原文
>>>

# 使用pd.merge() 合并

### merge 与 concat 的区别在有，merge 需要依据某一共同的行或列来进行合并 使用pd.merge() 合并时，会自动根据两者相同 column 名称的那一列，作为key来进行合并，注意每一列元素 的顺序不要求一致

In [2]:
import numpy as np
import pandas as pd
from pandas import Series,DataFrame

In [9]:
df1 =pd.DataFrame({'employee':['Polo','Sara','Dains'],
                'workgroup':['sail','counting','marketing']})
df2 =pd.DataFrame({'employee':['Polo','Sara','Bush'], # Bush
                 'worktime':[2,3,5]})
display(df1,df2)

Unnamed: 0,employee,workgroup
0,Polo,sail
1,Sara,counting
2,Dains,marketing


Unnamed: 0,employee,worktime
0,Polo,2
1,Sara,3
2,Bush,5


In [10]:
pd.concat([df1,df2],axis = 1)

Unnamed: 0,employee,workgroup,employee.1,worktime
0,Polo,sail,Polo,2
1,Sara,counting,Sara,3
2,Dains,marketing,Bush,5


In [12]:
pd.merge(df1,df2,how="inner")

Unnamed: 0,employee,workgroup,worktime
0,Polo,sail,2
1,Sara,counting,3


In [13]:
pd.merge(df1,df2,how="outer")

Unnamed: 0,employee,workgroup,worktime
0,Polo,sail,2.0
1,Sara,counting,3.0
2,Dains,marketing,
3,Bush,,5.0


## 1）使用how = 设置连接方式，左连接（left）、右连接（right）、内连接（inner）和外连接（outer）

In [14]:
pd.merge(df1,df2,how="left")

Unnamed: 0,employee,workgroup,worktime
0,Polo,sail,2.0
1,Sara,counting,3.0
2,Dains,marketing,


In [15]:
pd.merge(df1,df2,how="right")

Unnamed: 0,employee,workgroup,worktime
0,Polo,sail,2
1,Sara,counting,3
2,Bush,,5


In [16]:
df1 =pd.DataFrame({'employee':['Polo','Sara','Polo'],
                'workgroup':['sail','counting','marketing']})
df2 =pd.DataFrame({'employee':['Sara','Denis','Polo'], 
                 'worktime':[2,3,5]})

<<<

已保存条目

>>>

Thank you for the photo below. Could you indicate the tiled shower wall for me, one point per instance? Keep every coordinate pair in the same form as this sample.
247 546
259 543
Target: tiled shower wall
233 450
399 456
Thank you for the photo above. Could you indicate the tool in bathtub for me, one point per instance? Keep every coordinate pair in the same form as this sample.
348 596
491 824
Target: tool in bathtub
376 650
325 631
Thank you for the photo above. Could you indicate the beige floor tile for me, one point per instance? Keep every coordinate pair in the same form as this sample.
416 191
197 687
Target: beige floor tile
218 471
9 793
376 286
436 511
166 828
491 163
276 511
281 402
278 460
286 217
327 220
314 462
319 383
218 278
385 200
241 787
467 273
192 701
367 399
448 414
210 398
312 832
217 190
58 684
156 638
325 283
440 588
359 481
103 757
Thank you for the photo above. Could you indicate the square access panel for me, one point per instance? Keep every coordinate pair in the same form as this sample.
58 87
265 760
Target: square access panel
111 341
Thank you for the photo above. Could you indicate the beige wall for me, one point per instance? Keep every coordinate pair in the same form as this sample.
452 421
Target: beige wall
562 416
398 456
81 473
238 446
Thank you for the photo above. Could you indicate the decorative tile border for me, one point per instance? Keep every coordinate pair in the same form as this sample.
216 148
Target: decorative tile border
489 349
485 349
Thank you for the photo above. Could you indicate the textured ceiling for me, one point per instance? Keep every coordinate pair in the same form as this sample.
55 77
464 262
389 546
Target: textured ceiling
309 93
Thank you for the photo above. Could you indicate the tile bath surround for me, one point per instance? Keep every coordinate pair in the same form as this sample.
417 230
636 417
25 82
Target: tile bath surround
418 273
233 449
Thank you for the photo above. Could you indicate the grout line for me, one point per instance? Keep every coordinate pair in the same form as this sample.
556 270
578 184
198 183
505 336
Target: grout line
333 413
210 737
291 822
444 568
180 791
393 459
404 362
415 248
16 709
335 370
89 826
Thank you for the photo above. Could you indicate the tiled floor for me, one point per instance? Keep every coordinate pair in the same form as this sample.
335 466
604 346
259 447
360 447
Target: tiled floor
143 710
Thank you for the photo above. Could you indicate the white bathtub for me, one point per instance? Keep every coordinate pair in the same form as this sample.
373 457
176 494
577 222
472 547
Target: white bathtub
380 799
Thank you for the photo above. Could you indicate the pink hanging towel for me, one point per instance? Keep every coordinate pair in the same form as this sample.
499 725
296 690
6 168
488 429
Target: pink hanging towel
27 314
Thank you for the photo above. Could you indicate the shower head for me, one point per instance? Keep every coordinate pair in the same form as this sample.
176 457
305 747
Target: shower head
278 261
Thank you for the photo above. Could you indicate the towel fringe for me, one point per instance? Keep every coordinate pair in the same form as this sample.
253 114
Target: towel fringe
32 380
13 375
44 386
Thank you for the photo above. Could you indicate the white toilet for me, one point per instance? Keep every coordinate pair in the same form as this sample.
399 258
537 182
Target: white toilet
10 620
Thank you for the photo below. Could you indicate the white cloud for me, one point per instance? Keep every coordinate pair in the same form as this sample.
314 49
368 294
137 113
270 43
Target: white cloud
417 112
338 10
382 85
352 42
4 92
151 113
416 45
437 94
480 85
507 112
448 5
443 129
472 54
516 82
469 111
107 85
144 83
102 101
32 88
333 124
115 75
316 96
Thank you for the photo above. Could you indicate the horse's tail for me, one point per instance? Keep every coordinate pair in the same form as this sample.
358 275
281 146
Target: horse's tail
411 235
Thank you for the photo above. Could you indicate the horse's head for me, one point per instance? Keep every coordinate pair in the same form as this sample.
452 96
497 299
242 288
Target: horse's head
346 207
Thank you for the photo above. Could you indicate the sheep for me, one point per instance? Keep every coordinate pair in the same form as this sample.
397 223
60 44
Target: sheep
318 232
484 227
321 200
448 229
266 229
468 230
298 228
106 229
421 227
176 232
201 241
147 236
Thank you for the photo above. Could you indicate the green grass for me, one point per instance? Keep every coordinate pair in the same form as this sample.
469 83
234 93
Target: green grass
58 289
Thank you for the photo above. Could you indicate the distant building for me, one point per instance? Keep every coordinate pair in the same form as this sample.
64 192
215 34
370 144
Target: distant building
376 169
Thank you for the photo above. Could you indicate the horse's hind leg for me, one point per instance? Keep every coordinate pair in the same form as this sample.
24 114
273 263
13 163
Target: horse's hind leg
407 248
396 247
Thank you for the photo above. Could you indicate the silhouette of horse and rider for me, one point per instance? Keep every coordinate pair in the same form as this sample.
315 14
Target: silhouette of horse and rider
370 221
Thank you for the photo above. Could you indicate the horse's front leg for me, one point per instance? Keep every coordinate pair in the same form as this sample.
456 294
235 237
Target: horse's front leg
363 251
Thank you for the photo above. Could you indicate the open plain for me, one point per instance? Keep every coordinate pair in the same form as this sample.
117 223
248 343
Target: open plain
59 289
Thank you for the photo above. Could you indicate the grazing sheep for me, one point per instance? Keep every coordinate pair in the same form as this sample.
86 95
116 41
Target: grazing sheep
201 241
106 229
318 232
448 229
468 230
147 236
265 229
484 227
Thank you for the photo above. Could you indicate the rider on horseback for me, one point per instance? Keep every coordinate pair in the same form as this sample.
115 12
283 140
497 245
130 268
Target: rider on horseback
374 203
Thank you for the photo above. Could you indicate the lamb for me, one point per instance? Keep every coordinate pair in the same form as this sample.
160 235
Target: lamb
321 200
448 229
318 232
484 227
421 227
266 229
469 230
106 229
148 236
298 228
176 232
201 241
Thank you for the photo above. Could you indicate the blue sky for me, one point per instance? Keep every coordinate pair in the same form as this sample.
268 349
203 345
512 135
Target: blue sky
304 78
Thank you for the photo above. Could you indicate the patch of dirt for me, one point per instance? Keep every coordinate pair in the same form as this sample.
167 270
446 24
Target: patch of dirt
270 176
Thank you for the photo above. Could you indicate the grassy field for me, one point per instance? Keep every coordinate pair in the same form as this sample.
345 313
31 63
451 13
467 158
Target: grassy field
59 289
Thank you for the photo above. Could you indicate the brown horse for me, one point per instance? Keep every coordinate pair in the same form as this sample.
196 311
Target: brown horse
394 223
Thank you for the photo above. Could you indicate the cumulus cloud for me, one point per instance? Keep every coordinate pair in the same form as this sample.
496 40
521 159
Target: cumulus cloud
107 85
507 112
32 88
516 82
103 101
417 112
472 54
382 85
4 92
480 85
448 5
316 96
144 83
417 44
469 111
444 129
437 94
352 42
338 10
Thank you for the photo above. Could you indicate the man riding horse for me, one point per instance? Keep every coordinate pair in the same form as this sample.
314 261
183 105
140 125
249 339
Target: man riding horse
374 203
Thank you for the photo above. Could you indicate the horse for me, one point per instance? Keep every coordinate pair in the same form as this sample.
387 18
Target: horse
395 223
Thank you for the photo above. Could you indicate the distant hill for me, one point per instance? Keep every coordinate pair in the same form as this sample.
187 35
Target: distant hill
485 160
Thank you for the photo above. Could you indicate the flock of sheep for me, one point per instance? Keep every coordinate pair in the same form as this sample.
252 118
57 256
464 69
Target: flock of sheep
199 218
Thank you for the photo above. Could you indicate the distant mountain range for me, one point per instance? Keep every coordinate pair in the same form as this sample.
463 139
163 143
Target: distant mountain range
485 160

<<<

练习题
- 1) 按照原文，用pd.merge()合并时会自动把哪一列当作key？
- 2) 在已保存条目中，将从含有“the distant mountain”的那一行起直到条目末尾的这几行重写一遍，把“distant mountain range”替换成“snowy mountain range”，其余照旧，只输出这几行。
原文与这些条目彼此无关。

逐题作答
- 1) 两者 column 名称相同的那一列。

- 2)
Thank you for the photo above. Could you indicate the snowy mountain range for me, one point per instance? Keep every coordinate pair in the same form as this sample.
463 139
163 143
Target: snowy mountain range
485 160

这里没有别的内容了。